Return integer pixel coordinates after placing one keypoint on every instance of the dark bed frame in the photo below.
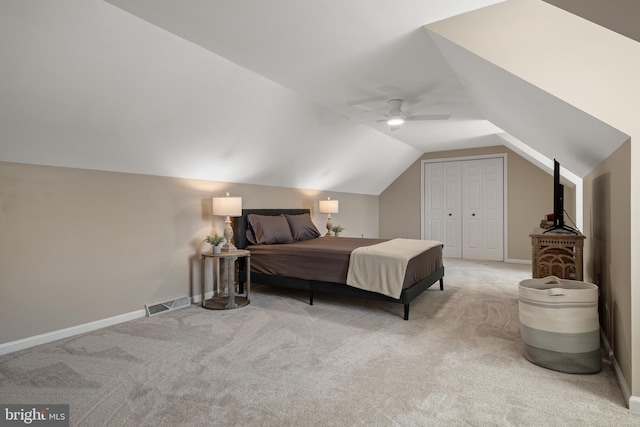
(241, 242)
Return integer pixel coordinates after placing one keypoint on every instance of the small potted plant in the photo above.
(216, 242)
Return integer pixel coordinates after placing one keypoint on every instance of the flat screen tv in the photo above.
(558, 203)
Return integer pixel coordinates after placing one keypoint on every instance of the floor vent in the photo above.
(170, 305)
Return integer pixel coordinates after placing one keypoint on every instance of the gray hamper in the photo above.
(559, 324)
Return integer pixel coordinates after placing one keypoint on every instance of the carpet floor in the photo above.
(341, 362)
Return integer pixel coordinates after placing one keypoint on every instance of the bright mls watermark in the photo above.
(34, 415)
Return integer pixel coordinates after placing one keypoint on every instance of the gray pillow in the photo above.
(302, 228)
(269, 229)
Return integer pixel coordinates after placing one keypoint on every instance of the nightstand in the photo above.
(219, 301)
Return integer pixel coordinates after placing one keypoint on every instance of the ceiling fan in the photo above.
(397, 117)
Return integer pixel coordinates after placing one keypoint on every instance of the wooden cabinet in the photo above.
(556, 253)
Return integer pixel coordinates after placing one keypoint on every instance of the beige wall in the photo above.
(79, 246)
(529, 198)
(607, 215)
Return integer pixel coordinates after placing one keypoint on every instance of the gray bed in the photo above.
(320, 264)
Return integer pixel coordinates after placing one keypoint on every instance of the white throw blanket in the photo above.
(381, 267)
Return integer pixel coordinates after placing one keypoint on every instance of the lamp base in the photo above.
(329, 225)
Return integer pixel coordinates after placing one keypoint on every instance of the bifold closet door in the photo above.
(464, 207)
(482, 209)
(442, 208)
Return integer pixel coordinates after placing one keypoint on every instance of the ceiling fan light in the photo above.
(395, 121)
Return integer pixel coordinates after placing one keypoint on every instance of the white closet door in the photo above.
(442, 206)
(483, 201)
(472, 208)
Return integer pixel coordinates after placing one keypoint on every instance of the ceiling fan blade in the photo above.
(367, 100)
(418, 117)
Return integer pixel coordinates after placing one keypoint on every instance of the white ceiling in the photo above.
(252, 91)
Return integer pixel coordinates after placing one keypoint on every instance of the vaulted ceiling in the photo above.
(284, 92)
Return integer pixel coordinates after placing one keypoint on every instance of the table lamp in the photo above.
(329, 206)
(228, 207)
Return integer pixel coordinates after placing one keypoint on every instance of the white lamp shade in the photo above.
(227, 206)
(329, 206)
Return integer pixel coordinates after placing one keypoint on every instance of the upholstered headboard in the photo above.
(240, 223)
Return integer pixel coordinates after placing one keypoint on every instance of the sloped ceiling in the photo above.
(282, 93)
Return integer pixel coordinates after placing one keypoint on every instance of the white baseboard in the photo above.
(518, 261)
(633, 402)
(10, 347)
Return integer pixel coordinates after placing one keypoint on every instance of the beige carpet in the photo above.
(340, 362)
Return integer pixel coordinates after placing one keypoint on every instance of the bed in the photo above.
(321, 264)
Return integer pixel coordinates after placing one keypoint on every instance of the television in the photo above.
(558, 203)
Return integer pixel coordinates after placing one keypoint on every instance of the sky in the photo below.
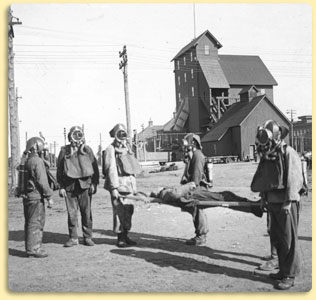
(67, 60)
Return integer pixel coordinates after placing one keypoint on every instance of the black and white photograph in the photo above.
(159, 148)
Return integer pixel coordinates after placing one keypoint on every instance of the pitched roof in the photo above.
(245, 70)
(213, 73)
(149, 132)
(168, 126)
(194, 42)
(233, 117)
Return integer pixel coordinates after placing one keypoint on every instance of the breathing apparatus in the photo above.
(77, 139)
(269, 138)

============================================================

### What to do
Return all the lines above exactly; none of the pictures should appear.

### Response to this task
Return integer pixel coordinates after placing one keypoint on every instance of the dark bed frame in the photo below.
(241, 242)
Return integer pixel coordinates after placing one keypoint on every instance of the small potted plant in the photo above.
(216, 242)
Return integer pixel coordinates after placing one keypoint on every instance of the flat screen tv in the photo above.
(558, 203)
Return integer pixel coordinates after placing one keypoint on every instance of the floor vent in the photo above.
(170, 305)
Return integer pixel coordinates after placing one keypoint on every instance of the gray hamper in the photo above.
(559, 324)
Return integer pixel coordinates after placing one keypoint on every instance of the carpet floor in the photo above.
(341, 362)
Return integer pixel coordinates after placing one keypoint on every instance of the bright mls watermark in the photo above.
(34, 415)
Return integer pixel coordinates after placing one keypoint on every instance of the gray pillow in the photo above.
(302, 228)
(269, 229)
Return integer pixel coordinates after placing one keypoint on every instance of the nightstand in the photo above.
(219, 301)
Return integer pixel coordinates after placing one keypoint on every instance of the ceiling fan in the photo above.
(397, 117)
Return integer pixel coordinates after placing one keypoint on every instance of the wooden cabinet in the photo above.
(556, 253)
Return integer pixel coordinates after placing one keypoint on every instance of the beige wall in the photo above.
(79, 246)
(529, 198)
(607, 215)
Return integer pixel coordinates after placing one keypoint on every instance of the gray bed in the photo above.
(320, 264)
Return integer pixel coordinates after placing one keypoint on every instance of the white throw blanket in the photo above.
(381, 267)
Return integer pixel coordinates after placing one keypoint on every instance of the lamp base in the photo above.
(329, 225)
Return integer pixel coordinates after placing one keypoint on every instance of the bifold closet door in the photo above.
(464, 207)
(482, 209)
(442, 208)
Return integer pixel coordinates after placing one keypoint on every instance of the ceiling fan light in the photo above.
(395, 121)
Return integer pixel coordinates after placing one keypoint on every instance of the white closet door in the photo above.
(442, 206)
(483, 201)
(472, 208)
Return integer pixel coordinates after placing one keypoint on every instance of the ceiling fan blade in the photo above.
(367, 100)
(418, 117)
Return integer pixel coordinates after placing one keypoint on every instance of the white ceiling in the photo above.
(252, 91)
Return integer pixel coordinates after placing one keypoint on every instance of the vaulted ceiling in the photo above.
(284, 92)
Return integer pixel coordinates after placing one keypoint on every instance of the table lamp in the photo above.
(329, 206)
(228, 207)
Return integer pixel coordinates after placing one keypoint on every instance of the white lamp shade in the photo above.
(227, 206)
(329, 206)
Return integer pixel coordinates after placing one keypoint on every instance of the upholstered headboard in the photo above.
(240, 223)
Return integer pixel coordinates after placing one keypoint on every instance of the sloped ceiling in the photo above.
(282, 93)
Return integer pixel coordinates after placing one keypoint on every instance of the white baseboard in the photo above.
(518, 261)
(633, 402)
(10, 347)
Return integer pixel coordinates after placing one keypoint on every instance of the beige carpet in the photo above.
(340, 362)
Return integer pixel coordinates after placing one keypoint on every instance of the bed in the photo above.
(321, 264)
Return integer pixel coordinates after placing one keypoint on every instance of the television in the photo above.
(558, 203)
Return integer pixel coordinates after placing one keypoint on every instance of the sky in the photo below.
(67, 60)
Return integer pixel coordinates after placing one keypoint on every instance of the black and white photograph in the photo above.
(159, 148)
Return integer pixel coordinates after placing one keypoint on every instance of the pitched roof in the photo above.
(245, 70)
(213, 73)
(149, 132)
(168, 126)
(194, 42)
(233, 117)
Return integer pixel coordinates after placing one keypoint on every instance of the breathing apparatus in the photo above.
(77, 139)
(269, 138)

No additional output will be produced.